Each record below is to be reproduced without any change.

##### Records for processing

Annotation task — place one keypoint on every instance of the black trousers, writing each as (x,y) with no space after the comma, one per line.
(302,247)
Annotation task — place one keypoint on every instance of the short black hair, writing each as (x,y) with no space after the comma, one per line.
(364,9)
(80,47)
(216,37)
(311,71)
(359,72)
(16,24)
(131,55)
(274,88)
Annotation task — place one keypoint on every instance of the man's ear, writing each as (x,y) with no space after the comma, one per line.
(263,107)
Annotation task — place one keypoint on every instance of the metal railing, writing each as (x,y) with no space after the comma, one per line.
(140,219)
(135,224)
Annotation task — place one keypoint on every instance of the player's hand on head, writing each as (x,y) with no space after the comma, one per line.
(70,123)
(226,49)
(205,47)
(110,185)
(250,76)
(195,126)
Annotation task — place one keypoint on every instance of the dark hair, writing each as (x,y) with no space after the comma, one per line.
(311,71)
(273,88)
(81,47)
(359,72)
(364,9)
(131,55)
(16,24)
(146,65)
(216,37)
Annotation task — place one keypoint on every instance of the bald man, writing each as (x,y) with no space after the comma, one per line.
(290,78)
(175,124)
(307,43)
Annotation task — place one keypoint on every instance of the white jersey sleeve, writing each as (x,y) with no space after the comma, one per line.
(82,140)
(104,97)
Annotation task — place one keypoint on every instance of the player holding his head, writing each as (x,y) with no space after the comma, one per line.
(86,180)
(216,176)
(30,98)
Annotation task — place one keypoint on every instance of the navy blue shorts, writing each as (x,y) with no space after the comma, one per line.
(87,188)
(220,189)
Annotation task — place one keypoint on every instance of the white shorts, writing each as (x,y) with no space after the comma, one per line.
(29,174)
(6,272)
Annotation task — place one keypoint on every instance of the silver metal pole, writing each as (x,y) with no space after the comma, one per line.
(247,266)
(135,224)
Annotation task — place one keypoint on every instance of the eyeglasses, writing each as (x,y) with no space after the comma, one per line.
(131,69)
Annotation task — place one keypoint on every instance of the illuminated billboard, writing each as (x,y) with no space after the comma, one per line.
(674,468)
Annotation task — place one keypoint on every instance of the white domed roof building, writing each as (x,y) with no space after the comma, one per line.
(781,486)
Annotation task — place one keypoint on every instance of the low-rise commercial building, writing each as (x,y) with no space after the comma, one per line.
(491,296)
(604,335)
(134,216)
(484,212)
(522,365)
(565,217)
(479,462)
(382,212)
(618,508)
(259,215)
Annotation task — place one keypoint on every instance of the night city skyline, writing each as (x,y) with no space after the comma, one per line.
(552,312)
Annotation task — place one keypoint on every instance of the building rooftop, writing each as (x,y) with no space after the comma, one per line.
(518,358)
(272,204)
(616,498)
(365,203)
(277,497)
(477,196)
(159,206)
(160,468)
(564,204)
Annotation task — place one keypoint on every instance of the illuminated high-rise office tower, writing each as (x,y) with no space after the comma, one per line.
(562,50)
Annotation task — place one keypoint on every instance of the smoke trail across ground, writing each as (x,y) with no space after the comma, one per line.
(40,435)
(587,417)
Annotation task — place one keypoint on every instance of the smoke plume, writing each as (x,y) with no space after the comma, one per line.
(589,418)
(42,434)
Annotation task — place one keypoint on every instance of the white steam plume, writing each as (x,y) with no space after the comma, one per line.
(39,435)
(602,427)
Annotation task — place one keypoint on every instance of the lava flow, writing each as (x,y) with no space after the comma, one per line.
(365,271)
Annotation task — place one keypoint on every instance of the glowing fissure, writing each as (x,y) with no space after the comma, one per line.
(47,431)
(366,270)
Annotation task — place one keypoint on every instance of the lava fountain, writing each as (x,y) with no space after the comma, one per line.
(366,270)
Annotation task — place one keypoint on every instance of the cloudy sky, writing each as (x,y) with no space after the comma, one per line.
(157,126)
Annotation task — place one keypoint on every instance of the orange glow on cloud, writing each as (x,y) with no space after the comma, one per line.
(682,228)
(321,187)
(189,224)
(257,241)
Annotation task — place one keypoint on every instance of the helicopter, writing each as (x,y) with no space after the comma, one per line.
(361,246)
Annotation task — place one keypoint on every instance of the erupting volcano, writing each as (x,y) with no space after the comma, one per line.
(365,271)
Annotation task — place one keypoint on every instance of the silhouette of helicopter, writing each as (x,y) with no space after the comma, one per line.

##########

Finished exercise:
Annotation task — place one keypoint on every instance of the black trousers, writing each as (x,y) with no space after the comma, one per line.
(302,247)
Annotation task — place one keypoint on every instance of the short black hair, writing each as (x,y) with no space after the comma, one per line.
(364,9)
(80,47)
(216,37)
(311,71)
(359,72)
(16,24)
(131,55)
(274,88)
Annotation task — place one keypoint on every instance of the man's ear, writing each as (x,y) with no space after the comma, one per line.
(263,107)
Annotation task — place one keypoint on every instance of the metal railing, writing each as (x,y) with no space after the comma, one per line.
(140,219)
(135,224)
Annotation task — place one keypoint on every instance of the player's hand on head, writing each as (x,y) with no space after the comma, one per line.
(70,123)
(226,49)
(205,47)
(110,185)
(250,76)
(195,126)
Annotation task — place one keypoint on every instance of the dark hair, writing each as (x,y) with no space after the comma, one per line.
(311,71)
(273,88)
(81,47)
(359,72)
(364,9)
(131,55)
(16,24)
(146,65)
(216,37)
Annotation task — place one keypoint on every instance of the bald man, writing each as (x,y) with no space after the comma, one per line.
(290,78)
(175,124)
(307,43)
Annotation task — place one keypoint on every instance of the white jersey sleeve, writing each as (x,y) with no space after the comma, one per line.
(82,140)
(104,97)
Annotation task — place one keypoint on every instance of the player holding his head, writing each as (x,y) with no space after the comma, one per line.
(86,180)
(216,176)
(30,98)
Annotation task — place one keypoint on every instance of the navy blue shorts, writing each as (x,y) with no space after the comma, one per line.
(87,188)
(220,189)
Annotation task — place one keypoint on every instance of the white shorts, writing each as (x,y) with no space after the comma, one per line.
(29,174)
(6,272)
Annotation task — place one keypoint on every instance of the silver metal pole, writing each as (x,y) with no space after the comma, one per line.
(247,266)
(135,224)
Annotation task — place one keypoint on every instance of the eyeglasses, writing each as (x,y) with no space after the comma, one per line.
(131,69)
Annotation task — place one keypoint on every instance of the illuminated billboard, writing each as (x,y) with no space after the comma, one per line.
(674,468)
Annotation task — place one keypoint on every instance of the white domed roof building, writing each as (x,y) with no space after the comma, one per line.
(781,486)
Annotation task — place one keypoint on every instance of the low-rise commercial building, writing each as (x,y) with no space after the comma, one per line.
(491,296)
(604,335)
(134,216)
(484,212)
(522,365)
(565,217)
(479,462)
(382,212)
(618,508)
(259,215)
Annotation task — place one keypoint on every instance of the night city skyline, writing each as (x,y) with no space after the comma, one per line.
(552,312)
Annotation task — place one keypoint on every instance of the building rooftop, writing each as (x,y) with no space after the comma, one per line.
(518,358)
(272,204)
(616,498)
(365,203)
(277,497)
(477,196)
(159,206)
(160,468)
(564,204)
Annotation task — place one keypoint on every instance of the illuminated high-rise office tower, writing each as (x,y) with no space after the comma, one per line.
(562,50)
Annotation task — place one keypoint on every instance of the smoke trail across ground, writing each as (x,y) with no space after the comma, one per line.
(40,435)
(587,417)
Annotation task — place one keypoint on every instance of the smoke plume, writing each as (x,y) with no space after the comma, one per line.
(589,418)
(42,434)
Annotation task — place one keypoint on every instance of the white steam plume, writing each as (x,y) with no space after the comma, one per line.
(39,435)
(602,427)
Annotation task — place one keypoint on every instance of the lava flow, writing each as (x,y) with no space after the comma, one per line.
(365,271)
Annotation task — place one keypoint on every instance of the glowing fissure, writing each as (x,y) with no space after the comma, one per line.
(47,431)
(366,270)
Annotation task — place one keypoint on every instance of the lava fountain, writing each as (x,y) with no space after the comma, one per line.
(366,270)
Annotation task — place one keypoint on every instance of the cloudy sky, writing each as (x,y) with no space after the comma, one per line.
(157,126)
Annotation task — place one keypoint on every instance of the orange glow on cloud, writing each as (x,y) with no space after the comma, one per line.
(682,228)
(321,187)
(189,224)
(257,241)
Annotation task — place one keypoint on every instance of the helicopter, writing each as (x,y) with no space after the comma, one per line.
(361,246)
Annotation task — place one keypoint on every instance of the erupting volcano, writing each as (x,y) with no space after the comma, one per line.
(365,271)
Annotation task — place one keypoint on every instance of the silhouette of helicopter, writing each as (x,y) with no space after the comma, one per line.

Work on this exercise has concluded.